(Location identification items)

....

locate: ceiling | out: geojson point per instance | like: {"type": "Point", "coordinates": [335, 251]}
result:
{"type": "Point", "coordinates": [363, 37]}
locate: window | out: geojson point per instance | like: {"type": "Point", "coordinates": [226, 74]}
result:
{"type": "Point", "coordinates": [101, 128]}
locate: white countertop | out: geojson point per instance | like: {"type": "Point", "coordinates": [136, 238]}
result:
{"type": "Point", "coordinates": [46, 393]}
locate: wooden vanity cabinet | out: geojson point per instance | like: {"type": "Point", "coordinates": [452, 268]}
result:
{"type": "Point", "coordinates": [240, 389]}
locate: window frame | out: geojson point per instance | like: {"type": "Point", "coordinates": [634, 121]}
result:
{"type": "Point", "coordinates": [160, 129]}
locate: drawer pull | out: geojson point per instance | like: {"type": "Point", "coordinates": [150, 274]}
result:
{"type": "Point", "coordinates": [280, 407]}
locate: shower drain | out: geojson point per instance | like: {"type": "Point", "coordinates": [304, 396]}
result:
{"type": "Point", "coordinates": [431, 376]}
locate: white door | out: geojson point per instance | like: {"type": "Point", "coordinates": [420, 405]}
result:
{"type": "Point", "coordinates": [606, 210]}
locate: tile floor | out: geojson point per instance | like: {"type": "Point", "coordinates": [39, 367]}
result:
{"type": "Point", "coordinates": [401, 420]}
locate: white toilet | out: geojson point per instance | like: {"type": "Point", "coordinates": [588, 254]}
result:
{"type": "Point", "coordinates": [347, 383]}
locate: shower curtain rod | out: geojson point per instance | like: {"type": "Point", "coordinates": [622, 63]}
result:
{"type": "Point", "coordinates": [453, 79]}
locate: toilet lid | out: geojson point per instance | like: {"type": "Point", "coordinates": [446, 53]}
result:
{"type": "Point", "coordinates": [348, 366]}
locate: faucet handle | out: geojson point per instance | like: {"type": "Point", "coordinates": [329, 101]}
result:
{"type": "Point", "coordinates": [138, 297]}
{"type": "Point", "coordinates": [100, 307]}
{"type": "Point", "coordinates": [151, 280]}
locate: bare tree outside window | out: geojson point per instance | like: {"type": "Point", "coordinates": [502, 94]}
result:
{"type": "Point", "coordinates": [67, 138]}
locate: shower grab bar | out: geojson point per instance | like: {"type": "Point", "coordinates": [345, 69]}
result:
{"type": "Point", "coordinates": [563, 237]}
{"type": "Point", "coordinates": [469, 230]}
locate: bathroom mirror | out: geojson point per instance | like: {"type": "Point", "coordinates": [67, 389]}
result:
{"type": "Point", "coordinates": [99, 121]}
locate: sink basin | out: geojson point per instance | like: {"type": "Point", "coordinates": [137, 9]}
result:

....

• _Brief_
Retype every record above exactly as written.

• _Solution below_
locate: ceiling | out: geojson point per instance | like: {"type": "Point", "coordinates": [335, 251]}
result:
{"type": "Point", "coordinates": [363, 37]}
locate: window | out: geojson point per instance | like: {"type": "Point", "coordinates": [226, 74]}
result:
{"type": "Point", "coordinates": [101, 128]}
locate: white countertop | out: geojson point per instance | like: {"type": "Point", "coordinates": [136, 238]}
result:
{"type": "Point", "coordinates": [46, 393]}
locate: wooden vanity cabinet | out: geojson point per instance | like: {"type": "Point", "coordinates": [452, 268]}
result:
{"type": "Point", "coordinates": [240, 389]}
locate: window frame | out: geojson point per instance | like: {"type": "Point", "coordinates": [634, 121]}
result:
{"type": "Point", "coordinates": [160, 129]}
locate: drawer pull | out: geojson point per instance | like: {"type": "Point", "coordinates": [150, 274]}
result:
{"type": "Point", "coordinates": [280, 407]}
locate: shower drain | out: geojson point per instance | like: {"type": "Point", "coordinates": [304, 396]}
result:
{"type": "Point", "coordinates": [431, 376]}
locate: white door | out: geojson point per instance | like: {"type": "Point", "coordinates": [420, 405]}
result:
{"type": "Point", "coordinates": [606, 210]}
locate: tile floor | out: geojson point per instance | like: {"type": "Point", "coordinates": [39, 367]}
result:
{"type": "Point", "coordinates": [401, 420]}
locate: white toilet | out: geojson point per instance | like: {"type": "Point", "coordinates": [588, 254]}
result:
{"type": "Point", "coordinates": [347, 383]}
locate: shower curtain rod | out: geojson point per instance | like: {"type": "Point", "coordinates": [622, 63]}
result:
{"type": "Point", "coordinates": [453, 79]}
locate: toilet lid | out: geojson point per instance | like: {"type": "Point", "coordinates": [446, 53]}
result:
{"type": "Point", "coordinates": [348, 366]}
locate: faucet handle | out: geojson point per instance | like: {"type": "Point", "coordinates": [329, 101]}
result:
{"type": "Point", "coordinates": [138, 297]}
{"type": "Point", "coordinates": [100, 307]}
{"type": "Point", "coordinates": [151, 280]}
locate: bare tree outside window | out: geojson point per instance | like: {"type": "Point", "coordinates": [502, 94]}
result:
{"type": "Point", "coordinates": [67, 138]}
locate: shower grab bar | out: geojson point per instance | like: {"type": "Point", "coordinates": [345, 69]}
result:
{"type": "Point", "coordinates": [563, 237]}
{"type": "Point", "coordinates": [469, 230]}
locate: bathroom mirror | out: geojson point per instance | like: {"type": "Point", "coordinates": [67, 389]}
result:
{"type": "Point", "coordinates": [99, 121]}
locate: sink basin | out: geojson point per instance | like: {"type": "Point", "coordinates": [137, 9]}
result:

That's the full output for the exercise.